#### Provided passage:
---

Don't be fooled by Borges; he was an expert on fantasy fiction and probably knew Lovecraft well before "There are more things" showed up in The Book of Sand (1975). But I think Borges was ambivalent towards Howie; I faintly remember him (in a preface? a review? an interview?) comparing Lovecraft to some other horror writer (I forget whom) and claiming that he had Lovecraft's imagination without the flaws of his style. Always an enemy of the "baroque", Borges likely didn't cotton to his purple prose. I know that in his 1967 interview with Richard Burgin he implicitly said that he already knew Lovecraft by then - and he didn't like his stories very much.

Borges certainly neglected Howie at times when attention was expected. I just looked up the index of The Book of Fantasy (1940) he edited with his friends Adolfo Bioy Casares and Silvina Ocampo, and Howie isn't there. In hindsight that's a remarkable oversight.

---

[Stored data entries]

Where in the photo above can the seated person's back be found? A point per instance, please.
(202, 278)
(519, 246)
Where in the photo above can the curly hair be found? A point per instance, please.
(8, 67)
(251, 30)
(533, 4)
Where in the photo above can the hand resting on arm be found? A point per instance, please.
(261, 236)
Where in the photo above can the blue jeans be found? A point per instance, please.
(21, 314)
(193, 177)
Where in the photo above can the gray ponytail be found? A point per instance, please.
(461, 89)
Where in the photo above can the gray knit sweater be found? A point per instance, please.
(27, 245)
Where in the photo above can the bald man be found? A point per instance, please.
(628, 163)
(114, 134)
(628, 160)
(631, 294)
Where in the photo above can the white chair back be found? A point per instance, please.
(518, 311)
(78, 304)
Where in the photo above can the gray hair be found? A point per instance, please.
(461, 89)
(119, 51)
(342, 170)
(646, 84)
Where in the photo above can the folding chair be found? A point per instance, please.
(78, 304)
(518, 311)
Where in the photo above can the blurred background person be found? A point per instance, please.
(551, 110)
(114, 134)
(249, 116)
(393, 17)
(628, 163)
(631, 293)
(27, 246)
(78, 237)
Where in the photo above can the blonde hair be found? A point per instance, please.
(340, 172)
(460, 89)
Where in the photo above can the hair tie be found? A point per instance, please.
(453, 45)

---

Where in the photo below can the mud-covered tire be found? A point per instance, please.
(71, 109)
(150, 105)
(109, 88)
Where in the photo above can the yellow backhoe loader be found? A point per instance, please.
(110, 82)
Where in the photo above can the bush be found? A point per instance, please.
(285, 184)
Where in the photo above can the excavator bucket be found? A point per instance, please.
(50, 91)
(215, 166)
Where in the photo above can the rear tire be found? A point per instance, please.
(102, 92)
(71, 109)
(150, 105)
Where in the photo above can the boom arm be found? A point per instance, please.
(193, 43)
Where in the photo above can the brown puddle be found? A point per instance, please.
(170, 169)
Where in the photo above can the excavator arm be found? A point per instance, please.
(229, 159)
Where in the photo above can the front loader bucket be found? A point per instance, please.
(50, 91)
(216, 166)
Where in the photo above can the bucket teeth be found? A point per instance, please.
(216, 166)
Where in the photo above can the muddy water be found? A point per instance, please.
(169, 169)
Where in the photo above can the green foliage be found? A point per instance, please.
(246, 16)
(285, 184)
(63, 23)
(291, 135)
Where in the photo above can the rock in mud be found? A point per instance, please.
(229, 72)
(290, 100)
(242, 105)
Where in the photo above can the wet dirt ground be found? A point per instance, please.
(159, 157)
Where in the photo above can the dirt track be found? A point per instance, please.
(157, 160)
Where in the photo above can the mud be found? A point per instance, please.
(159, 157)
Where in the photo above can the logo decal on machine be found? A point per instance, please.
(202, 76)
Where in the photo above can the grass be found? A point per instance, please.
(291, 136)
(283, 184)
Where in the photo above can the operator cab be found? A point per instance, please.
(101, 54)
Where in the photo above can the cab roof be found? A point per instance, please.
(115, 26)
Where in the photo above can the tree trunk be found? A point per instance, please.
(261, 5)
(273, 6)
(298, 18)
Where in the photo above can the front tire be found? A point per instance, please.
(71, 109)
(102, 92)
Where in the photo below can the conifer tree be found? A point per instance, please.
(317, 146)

---

#### Parts of the exercise:
1. Answer these from the passage on Borges and Lovecraft:
(a) In what year did The Book of Sand appear?
(b) With whom did Borges edit The Book of Fantasy?
(c) Who conducted the 1967 interview with Borges?
2. From the passage on Borges and Lovecraft, extract the words from "Don't be fooled" up to and including "stories very much.".

#### Results by task:
1.
(a) 1975
(b) Adolfo Bioy Casares and Silvina Ocampo
(c) Richard Burgin

2.
Don't be fooled by Borges; he was an expert on fantasy fiction and probably knew Lovecraft well before "There are more things" showed up in The Book of Sand (1975). But I think Borges was ambivalent towards Howie; I faintly remember him (in a preface? a review? an interview?) comparing Lovecraft to some other horror writer (I forget whom) and claiming that he had Lovecraft's imagination without the flaws of his style. Always an enemy of the "baroque", Borges likely didn't cotton to his purple prose. I know that in his 1967 interview with Richard Burgin he implicitly said that he already knew Lovecraft by then - and he didn't like his stories very much.